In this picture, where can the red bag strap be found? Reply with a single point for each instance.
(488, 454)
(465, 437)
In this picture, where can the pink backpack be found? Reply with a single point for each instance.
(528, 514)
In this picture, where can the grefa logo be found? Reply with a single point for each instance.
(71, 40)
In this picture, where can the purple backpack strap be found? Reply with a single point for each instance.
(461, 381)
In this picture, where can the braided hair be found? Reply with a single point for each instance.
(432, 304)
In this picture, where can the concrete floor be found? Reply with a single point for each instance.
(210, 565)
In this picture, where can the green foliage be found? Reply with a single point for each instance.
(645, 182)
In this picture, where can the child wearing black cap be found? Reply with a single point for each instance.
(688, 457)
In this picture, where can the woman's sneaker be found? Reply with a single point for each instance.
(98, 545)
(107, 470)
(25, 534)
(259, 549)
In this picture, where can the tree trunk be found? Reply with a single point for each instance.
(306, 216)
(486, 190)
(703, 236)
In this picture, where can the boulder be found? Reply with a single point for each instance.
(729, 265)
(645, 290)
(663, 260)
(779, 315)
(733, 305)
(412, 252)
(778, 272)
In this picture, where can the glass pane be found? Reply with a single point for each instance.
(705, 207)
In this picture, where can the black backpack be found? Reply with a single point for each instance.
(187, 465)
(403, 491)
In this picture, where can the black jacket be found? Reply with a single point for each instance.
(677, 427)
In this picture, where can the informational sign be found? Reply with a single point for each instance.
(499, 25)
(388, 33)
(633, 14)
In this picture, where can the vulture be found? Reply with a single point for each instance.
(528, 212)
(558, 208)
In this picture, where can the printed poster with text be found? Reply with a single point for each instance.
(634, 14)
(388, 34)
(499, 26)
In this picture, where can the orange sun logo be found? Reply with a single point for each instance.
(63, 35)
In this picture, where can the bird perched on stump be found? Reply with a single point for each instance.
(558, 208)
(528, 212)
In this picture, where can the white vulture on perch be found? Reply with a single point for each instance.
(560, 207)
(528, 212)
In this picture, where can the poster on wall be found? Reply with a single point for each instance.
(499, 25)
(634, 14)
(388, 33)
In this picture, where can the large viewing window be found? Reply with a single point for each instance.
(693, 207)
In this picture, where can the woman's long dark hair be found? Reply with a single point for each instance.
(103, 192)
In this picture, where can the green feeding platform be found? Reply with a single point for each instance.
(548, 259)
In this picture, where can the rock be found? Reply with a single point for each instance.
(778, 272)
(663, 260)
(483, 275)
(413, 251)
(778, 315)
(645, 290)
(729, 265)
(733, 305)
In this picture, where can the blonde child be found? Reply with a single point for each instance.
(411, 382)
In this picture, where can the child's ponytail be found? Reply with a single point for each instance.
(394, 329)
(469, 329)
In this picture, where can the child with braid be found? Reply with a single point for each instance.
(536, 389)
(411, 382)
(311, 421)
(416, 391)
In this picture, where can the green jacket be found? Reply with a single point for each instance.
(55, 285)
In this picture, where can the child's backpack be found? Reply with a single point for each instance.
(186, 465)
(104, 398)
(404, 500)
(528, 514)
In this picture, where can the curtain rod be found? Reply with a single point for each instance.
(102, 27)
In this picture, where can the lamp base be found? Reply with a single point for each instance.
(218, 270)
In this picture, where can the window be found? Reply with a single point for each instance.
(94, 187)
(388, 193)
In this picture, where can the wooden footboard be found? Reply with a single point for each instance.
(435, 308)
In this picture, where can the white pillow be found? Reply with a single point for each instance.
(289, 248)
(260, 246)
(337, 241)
-*-*-
### WHAT YOU WILL DO
Write out the lines above, starting at the line that contains "In this picture, where can the rock" and ending with the final line, and nothing else; copy them exactly.

### EXERCISE ANSWER
In this picture, where can the rock be found? Reply with a single point for each instance.
(778, 272)
(663, 260)
(483, 275)
(413, 251)
(778, 315)
(645, 290)
(729, 265)
(733, 305)
In this picture, where can the blonde child be found? Reply with a single point for each instance.
(411, 382)
In this picture, where can the child's ponytail be found? Reply with a single point for each instance.
(394, 329)
(469, 329)
In this picture, where can the child with braid be found? Reply with a single point for each instance.
(536, 389)
(411, 382)
(311, 421)
(416, 391)
In this picture, where can the green jacket be found? Reply with a single point for each instance.
(55, 285)
In this picture, where can the child's backpack be found? Reply with a single point for each instance.
(186, 465)
(104, 398)
(404, 500)
(528, 514)
In this picture, where can the curtain rod be found? Reply with a single point for each instance.
(102, 27)
In this picture, where can the lamp base be found? Reply with a single point for each instance.
(218, 270)
In this picture, where can the window be found? Reply with a single point for each instance.
(94, 187)
(388, 193)
In this picture, where can the wooden footboard be found? Reply with a single point for each instance.
(435, 308)
In this picture, where can the white pillow be found? Reply with a single point for each instance.
(289, 248)
(260, 246)
(337, 241)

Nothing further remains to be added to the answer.